§ **Text shown**
⟨

The exploration triggers the entire hydrocarbon industry.

Exploration is a learning process that evolves as we better understand what we are looking for. In the beginning, we searched formations that were similar to those of the fields that were already producing. Later, it was understood that hydrocarbons are accumulated in porous and permeable rocks, which should be encased in impermeable rocks that would allow hydrocarbon entrapment. This led us to the concept of the petroleum system, which consists of five elements: the presence and quality (porosity and permeability) of reservoir rock; the presence and impermeability of the seal rock; the source rock, with an abundance of organic matter trapped in anoxic conditions and at a depth that allows pressure and temperature conditions for the generation of hydrocarbons (maturity); the trap, with a geometry and arrangement of the reservoir rock and seal rock that allow the accumulation of hydrocarbons; and the synchronization and migration pathway, which consists of the hydrocarbon being expelled from the source rock and migrating in search of areas of lower pressure after the trap has been formed, causing its entrapment.

⟩

§ **Data rows**
⟨

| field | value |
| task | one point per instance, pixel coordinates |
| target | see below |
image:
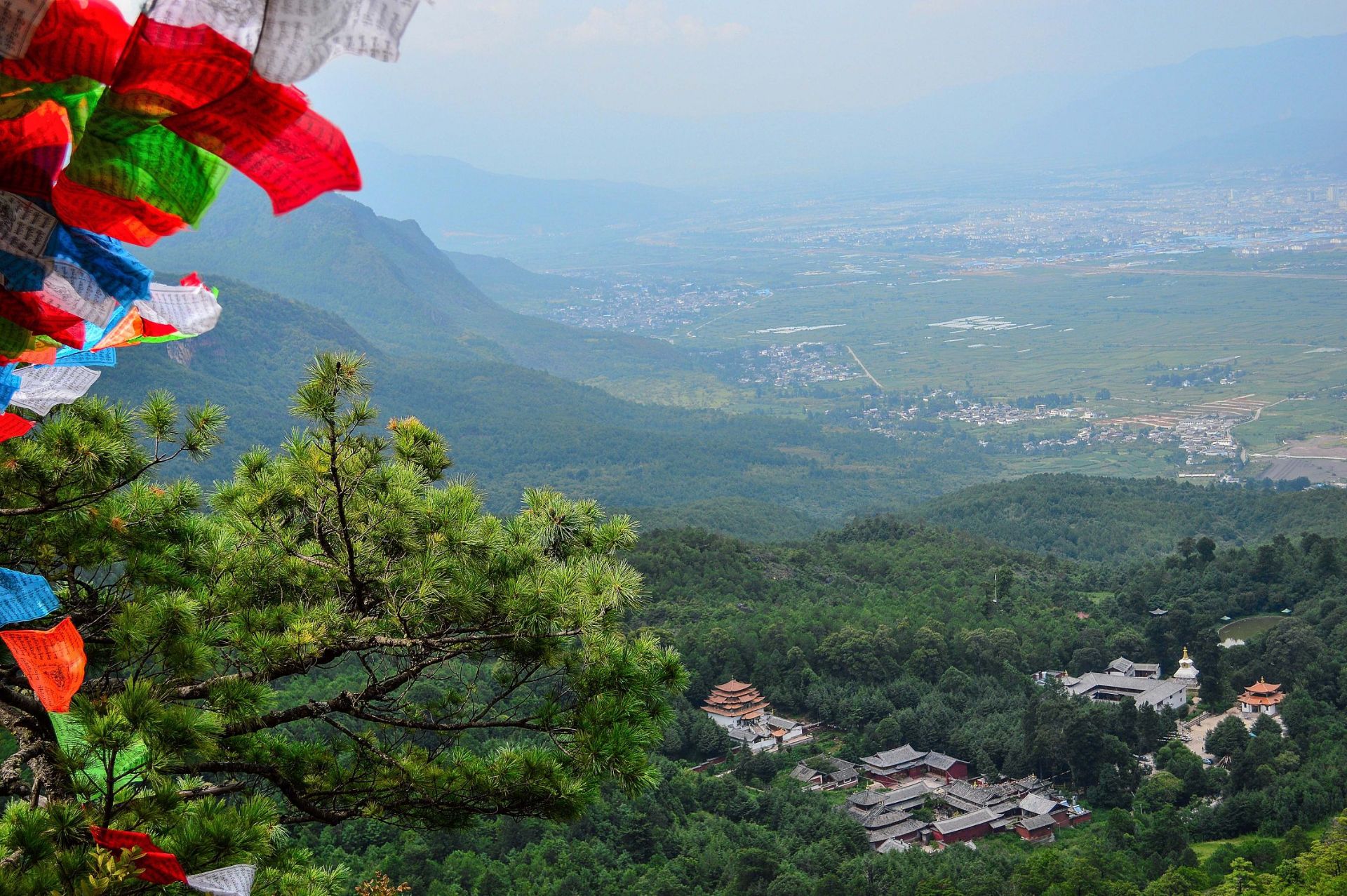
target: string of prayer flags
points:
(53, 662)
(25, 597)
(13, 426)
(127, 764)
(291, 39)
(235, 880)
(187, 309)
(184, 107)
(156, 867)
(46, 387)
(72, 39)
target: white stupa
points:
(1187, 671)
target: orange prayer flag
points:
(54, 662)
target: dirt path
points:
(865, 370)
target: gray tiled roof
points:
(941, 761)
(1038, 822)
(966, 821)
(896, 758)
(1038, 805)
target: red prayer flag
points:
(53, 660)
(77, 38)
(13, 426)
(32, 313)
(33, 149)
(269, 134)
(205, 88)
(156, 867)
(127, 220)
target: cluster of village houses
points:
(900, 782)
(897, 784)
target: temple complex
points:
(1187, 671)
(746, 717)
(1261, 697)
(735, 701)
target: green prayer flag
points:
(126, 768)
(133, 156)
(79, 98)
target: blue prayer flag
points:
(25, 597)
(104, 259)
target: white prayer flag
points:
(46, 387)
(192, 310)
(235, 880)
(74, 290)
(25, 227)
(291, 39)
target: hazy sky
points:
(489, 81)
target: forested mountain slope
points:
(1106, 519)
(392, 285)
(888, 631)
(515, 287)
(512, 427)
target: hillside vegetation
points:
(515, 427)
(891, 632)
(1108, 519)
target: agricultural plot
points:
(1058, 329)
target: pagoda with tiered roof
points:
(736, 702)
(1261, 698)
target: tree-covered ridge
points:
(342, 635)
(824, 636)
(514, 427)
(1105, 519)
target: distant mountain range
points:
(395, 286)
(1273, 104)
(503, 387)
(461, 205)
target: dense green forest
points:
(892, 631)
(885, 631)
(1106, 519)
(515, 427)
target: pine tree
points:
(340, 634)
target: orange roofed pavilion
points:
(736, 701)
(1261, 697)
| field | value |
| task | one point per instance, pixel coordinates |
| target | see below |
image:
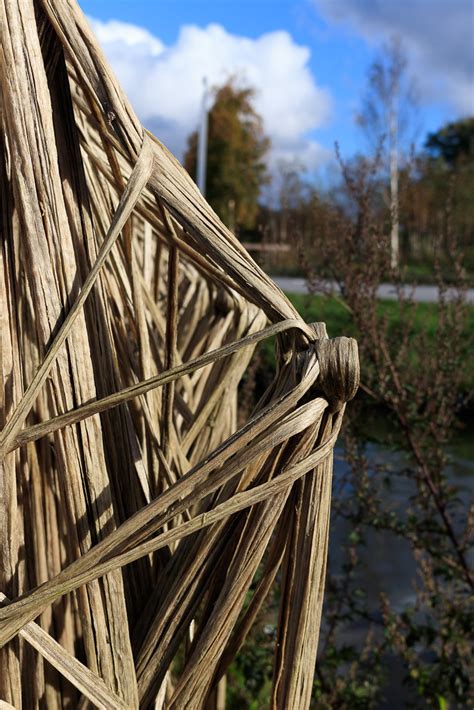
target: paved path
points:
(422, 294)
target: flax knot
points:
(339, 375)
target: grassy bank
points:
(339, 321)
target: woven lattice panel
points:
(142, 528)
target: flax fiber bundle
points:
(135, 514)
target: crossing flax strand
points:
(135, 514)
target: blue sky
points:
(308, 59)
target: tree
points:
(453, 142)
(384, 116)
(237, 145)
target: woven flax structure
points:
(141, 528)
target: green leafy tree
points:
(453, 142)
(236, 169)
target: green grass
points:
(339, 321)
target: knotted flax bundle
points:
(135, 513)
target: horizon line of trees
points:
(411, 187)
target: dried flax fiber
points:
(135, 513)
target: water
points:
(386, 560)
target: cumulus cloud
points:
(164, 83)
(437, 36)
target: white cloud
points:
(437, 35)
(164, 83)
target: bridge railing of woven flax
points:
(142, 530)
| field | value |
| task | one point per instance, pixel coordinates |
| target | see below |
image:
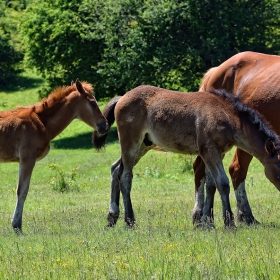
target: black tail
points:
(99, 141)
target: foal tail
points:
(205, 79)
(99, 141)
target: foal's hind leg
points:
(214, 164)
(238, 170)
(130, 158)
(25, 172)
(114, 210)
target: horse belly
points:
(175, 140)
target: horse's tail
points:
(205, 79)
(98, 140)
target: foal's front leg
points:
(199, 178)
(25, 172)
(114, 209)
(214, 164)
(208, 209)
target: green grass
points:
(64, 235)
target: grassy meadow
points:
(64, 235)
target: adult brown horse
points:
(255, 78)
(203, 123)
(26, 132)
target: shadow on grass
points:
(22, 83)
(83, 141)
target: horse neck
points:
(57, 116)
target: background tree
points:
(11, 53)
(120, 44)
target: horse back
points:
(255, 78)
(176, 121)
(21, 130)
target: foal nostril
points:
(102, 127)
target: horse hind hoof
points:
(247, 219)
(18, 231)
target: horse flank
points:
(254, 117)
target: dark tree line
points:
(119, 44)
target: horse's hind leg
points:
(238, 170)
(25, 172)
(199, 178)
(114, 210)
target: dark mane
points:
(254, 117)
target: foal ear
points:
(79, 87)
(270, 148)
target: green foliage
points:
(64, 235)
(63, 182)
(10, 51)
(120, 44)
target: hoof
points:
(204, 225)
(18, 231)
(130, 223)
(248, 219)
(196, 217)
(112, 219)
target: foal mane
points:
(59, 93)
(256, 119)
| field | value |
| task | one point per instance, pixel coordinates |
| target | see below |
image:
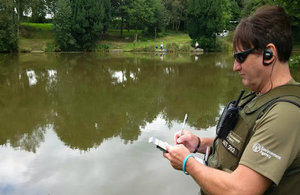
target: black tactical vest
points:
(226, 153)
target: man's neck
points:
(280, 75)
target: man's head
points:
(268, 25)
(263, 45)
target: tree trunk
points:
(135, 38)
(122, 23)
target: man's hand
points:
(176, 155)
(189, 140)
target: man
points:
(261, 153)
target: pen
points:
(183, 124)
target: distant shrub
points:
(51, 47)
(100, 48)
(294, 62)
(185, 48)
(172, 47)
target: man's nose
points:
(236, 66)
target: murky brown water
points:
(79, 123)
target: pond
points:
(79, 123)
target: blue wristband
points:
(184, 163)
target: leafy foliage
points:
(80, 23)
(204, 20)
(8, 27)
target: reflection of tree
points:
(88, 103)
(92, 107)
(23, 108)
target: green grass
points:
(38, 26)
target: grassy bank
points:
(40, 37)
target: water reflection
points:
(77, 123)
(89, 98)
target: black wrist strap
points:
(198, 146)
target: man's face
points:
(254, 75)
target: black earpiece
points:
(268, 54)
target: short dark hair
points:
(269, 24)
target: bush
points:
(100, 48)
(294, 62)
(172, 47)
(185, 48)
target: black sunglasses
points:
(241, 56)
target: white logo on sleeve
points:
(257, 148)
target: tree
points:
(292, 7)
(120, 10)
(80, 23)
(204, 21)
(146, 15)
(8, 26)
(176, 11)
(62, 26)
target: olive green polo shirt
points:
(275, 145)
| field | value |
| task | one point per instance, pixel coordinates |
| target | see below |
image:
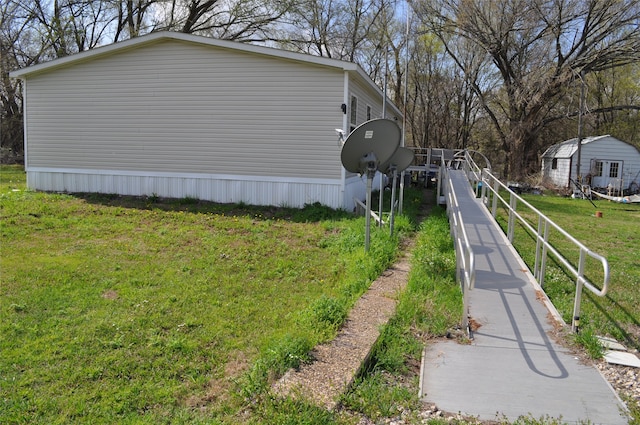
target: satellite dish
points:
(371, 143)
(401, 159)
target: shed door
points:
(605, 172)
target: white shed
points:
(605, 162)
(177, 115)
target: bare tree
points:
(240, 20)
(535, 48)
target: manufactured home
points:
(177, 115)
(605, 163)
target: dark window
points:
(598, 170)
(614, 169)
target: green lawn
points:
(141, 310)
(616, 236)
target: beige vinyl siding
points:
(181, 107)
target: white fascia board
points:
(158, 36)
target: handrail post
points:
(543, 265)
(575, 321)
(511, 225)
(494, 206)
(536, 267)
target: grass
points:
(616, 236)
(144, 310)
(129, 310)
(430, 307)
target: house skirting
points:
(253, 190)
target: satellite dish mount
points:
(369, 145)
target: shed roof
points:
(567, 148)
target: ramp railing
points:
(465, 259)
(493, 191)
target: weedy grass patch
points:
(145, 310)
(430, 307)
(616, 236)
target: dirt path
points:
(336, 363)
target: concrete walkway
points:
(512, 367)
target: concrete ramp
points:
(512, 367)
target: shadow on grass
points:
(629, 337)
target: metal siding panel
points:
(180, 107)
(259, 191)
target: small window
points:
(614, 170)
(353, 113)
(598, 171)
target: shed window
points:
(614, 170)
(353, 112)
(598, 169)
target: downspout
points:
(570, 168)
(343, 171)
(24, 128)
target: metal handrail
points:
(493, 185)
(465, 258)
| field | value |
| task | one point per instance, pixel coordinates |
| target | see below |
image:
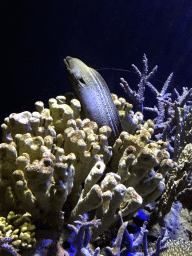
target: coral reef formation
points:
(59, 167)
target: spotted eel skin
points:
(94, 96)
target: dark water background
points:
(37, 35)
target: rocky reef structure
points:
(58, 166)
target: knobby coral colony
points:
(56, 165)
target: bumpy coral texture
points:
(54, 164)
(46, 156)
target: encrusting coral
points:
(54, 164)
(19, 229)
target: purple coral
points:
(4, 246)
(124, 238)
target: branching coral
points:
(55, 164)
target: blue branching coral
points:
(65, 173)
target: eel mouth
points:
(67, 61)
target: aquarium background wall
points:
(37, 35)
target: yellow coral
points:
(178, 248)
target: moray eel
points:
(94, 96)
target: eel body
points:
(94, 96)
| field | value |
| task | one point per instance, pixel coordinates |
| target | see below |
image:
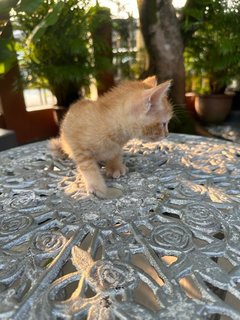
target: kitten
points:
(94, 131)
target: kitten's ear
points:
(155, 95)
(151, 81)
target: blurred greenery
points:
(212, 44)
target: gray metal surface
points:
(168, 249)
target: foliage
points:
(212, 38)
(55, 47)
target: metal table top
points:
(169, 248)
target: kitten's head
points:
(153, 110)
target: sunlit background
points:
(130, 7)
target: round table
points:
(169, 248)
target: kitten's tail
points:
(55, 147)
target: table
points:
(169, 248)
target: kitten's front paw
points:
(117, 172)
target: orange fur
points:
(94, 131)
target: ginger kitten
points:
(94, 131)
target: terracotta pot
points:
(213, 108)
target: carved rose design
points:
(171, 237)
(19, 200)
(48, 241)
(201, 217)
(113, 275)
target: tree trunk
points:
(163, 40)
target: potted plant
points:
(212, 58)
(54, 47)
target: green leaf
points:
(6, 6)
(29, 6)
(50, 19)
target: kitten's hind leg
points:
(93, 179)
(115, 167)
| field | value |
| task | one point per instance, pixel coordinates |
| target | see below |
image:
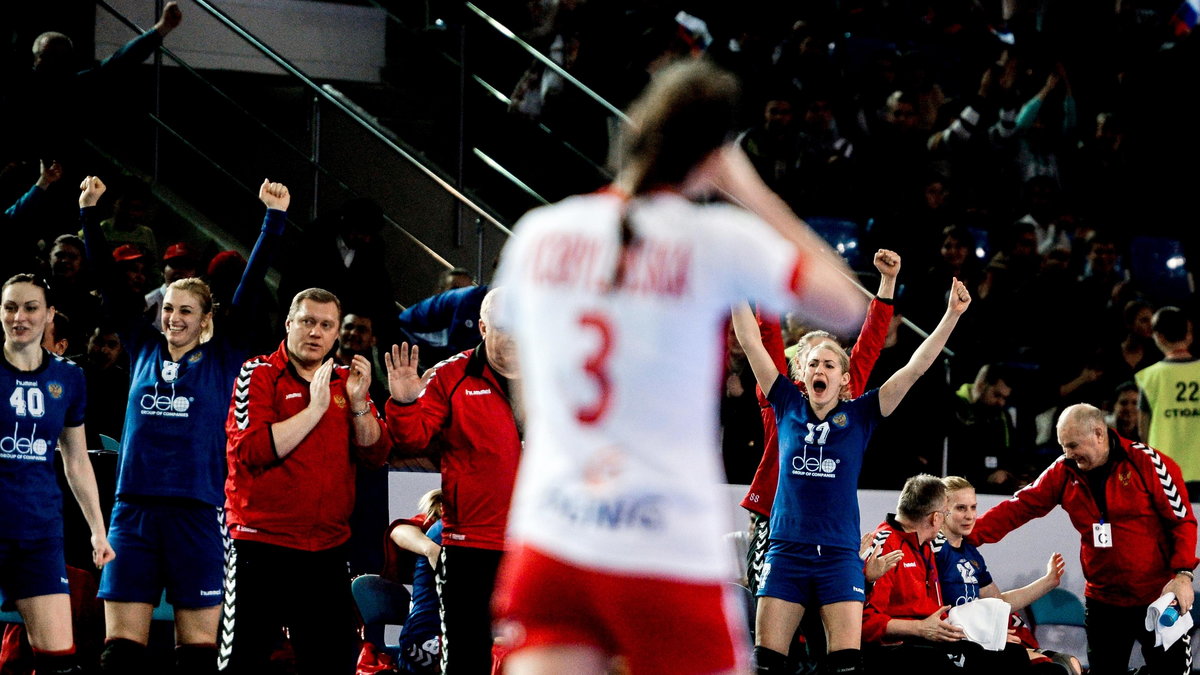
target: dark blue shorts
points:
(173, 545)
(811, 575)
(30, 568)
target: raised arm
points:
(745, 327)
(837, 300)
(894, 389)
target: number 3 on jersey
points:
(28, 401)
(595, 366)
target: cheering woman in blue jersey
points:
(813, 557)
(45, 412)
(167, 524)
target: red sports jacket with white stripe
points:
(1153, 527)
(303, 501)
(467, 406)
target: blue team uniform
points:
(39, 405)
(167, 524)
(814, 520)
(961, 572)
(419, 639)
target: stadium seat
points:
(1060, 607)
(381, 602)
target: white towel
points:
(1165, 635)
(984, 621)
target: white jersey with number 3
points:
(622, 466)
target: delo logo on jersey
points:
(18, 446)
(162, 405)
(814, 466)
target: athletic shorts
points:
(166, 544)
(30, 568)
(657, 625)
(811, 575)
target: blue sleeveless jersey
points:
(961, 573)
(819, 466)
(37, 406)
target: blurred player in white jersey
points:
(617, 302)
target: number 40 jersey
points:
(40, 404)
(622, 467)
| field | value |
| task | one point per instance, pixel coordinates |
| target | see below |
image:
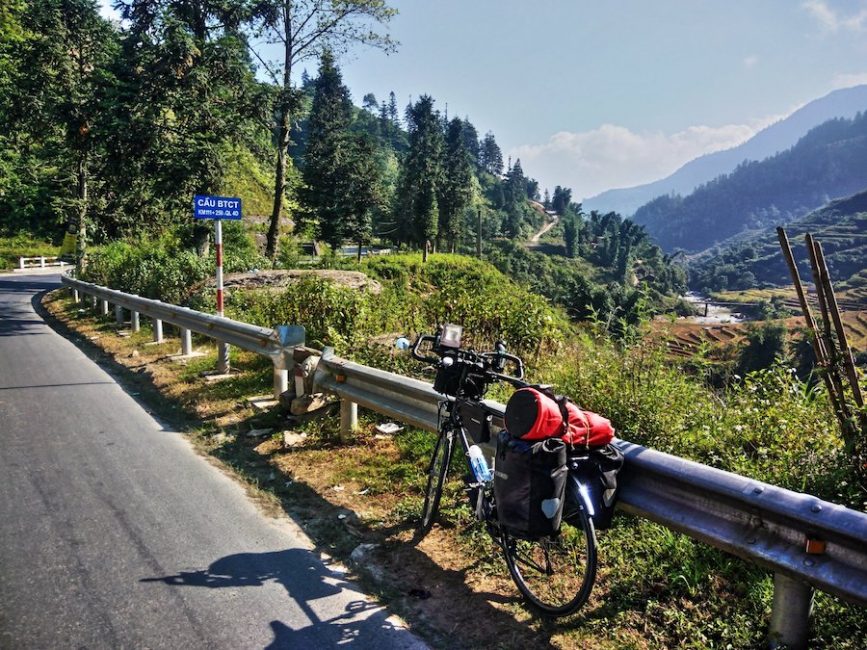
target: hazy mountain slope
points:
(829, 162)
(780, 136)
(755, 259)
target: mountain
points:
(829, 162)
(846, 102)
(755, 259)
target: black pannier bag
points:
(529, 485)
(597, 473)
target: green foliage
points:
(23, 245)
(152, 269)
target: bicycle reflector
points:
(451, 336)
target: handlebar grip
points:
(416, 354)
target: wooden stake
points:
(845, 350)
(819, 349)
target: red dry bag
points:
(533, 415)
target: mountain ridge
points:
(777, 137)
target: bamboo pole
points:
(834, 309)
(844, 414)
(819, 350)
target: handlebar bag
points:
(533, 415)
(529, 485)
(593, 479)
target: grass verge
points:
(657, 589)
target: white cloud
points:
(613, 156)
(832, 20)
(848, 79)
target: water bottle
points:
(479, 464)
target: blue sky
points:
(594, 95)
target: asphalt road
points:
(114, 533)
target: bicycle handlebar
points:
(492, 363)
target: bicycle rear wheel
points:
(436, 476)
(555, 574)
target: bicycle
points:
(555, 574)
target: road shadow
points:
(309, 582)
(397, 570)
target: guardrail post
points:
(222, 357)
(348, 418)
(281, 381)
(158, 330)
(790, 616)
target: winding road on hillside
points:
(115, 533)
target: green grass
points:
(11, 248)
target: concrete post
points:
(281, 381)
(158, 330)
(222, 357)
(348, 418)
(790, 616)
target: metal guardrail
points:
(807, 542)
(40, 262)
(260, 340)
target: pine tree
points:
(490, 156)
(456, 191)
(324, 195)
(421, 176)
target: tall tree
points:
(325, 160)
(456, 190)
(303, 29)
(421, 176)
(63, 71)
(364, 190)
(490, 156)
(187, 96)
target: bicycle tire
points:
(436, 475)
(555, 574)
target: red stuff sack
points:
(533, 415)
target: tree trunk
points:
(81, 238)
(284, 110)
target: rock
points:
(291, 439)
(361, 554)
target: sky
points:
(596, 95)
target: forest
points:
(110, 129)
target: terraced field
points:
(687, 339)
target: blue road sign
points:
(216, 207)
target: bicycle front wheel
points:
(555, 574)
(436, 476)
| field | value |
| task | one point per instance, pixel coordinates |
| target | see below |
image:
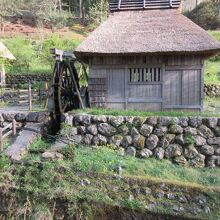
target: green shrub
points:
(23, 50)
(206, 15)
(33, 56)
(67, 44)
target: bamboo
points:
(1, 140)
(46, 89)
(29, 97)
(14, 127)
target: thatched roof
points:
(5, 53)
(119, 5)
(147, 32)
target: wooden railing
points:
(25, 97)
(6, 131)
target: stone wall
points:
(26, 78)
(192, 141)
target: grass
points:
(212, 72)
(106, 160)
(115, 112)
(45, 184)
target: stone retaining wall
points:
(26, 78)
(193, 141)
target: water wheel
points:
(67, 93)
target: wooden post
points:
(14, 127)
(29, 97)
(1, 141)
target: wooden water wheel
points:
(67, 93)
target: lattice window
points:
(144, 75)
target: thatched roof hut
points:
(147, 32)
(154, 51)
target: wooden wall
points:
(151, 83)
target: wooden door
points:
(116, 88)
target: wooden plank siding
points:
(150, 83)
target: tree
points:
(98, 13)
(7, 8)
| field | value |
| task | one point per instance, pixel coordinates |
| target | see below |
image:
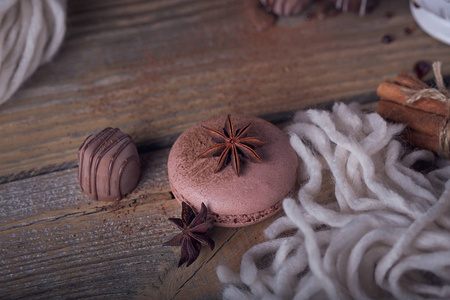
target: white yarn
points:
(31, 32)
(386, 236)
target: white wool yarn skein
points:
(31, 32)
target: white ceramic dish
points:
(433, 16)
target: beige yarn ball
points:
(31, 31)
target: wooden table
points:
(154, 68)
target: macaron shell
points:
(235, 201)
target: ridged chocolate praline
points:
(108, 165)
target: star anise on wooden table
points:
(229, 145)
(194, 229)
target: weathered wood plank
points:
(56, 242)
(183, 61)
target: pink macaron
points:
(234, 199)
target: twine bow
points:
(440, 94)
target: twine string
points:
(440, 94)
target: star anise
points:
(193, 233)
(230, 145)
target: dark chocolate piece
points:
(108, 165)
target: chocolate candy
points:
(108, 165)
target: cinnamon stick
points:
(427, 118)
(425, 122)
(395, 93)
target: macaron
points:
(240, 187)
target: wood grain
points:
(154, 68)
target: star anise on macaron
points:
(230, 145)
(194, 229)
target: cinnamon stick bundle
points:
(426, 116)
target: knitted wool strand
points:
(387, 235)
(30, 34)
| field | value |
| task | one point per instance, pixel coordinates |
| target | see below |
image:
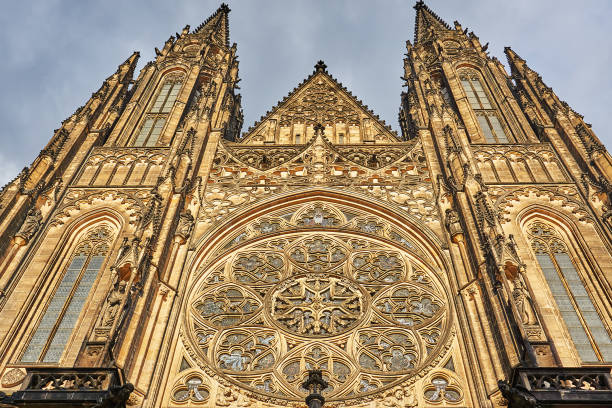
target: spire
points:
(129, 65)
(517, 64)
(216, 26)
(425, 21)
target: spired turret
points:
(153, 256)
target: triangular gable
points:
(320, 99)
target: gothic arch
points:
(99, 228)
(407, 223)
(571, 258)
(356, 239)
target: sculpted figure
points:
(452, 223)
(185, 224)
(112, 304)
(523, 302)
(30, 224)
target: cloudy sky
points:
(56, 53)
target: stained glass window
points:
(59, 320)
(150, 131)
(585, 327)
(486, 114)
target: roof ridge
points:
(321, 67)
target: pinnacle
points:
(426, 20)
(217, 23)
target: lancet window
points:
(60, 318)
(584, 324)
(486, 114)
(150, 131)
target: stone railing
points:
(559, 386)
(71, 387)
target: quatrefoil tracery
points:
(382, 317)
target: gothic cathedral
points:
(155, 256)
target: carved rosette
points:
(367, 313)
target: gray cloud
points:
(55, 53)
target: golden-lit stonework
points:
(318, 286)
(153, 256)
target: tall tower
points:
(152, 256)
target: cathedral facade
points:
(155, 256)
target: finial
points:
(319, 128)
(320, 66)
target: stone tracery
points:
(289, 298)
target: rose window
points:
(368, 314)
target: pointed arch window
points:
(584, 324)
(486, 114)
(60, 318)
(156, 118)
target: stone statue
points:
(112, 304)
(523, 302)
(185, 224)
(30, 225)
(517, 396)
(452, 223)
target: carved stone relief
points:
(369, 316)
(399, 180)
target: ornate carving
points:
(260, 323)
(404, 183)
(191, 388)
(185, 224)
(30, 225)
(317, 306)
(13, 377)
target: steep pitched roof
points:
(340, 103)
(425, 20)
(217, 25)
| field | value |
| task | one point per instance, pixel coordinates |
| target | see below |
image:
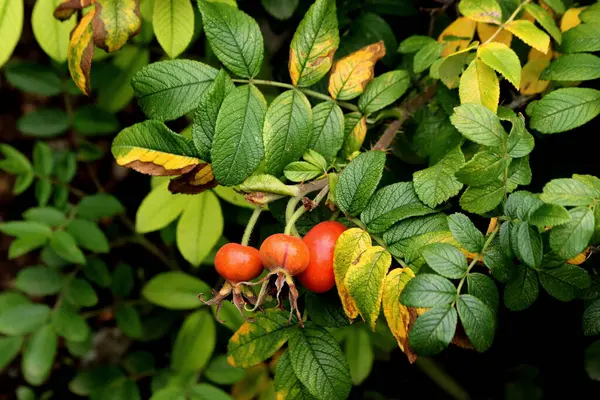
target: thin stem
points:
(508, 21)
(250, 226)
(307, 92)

⟩

§ **Tasks to complete**
- A) Answer these questions from the passage on hydrocarbon exploration:
(i) In the beginning, what formations were searched?
(ii) In what kind of rocks are hydrocarbons accumulated?
(iii) How many elements make up the petroleum system?
- B) Resume the passage on hydrocarbon exploration, writing on from its last sentence.

§ **Answers given**
- A)
(i) Formations similar to those of the fields that were already producing.
(ii) Porous and permeable rocks, encased in impermeable rocks.
(iii) Five.

- B)
Later still came the understanding of the relationship between the source rock and the reservoir rock within several prospects in the same basin, giving rise to the concept of Play (Magoon and Dow, 1994) and with this, consolidating the method of evaluating the basins of the world, ranging from the regional studies of thousands of square kilometers to the particular prospects tens of square kilometers, and through the play scale of hundreds of square kilometers.

Once it is understood what we are looking for, we establish a strategy to accumulate knowledge of the basins with each exploration and production well that is drilled. This strategy has been called the exploration process, which I, in particular, would call the exploration cycle because we began with the recognition of large areas, reconstructing the geological history, postulating with the information available the paleoenvironments of deposit and the deformation they suffer through the tectonic evolution of the crust. We identify the elements of the petroleum system, with a very important task in each stage, which is the risk assessment. We call this first stage potential evaluation, where at the regional level we prove the existence of source rock. The presence of reservoir rock and seal rock is identified and evidence of hydrocarbon generation is sought.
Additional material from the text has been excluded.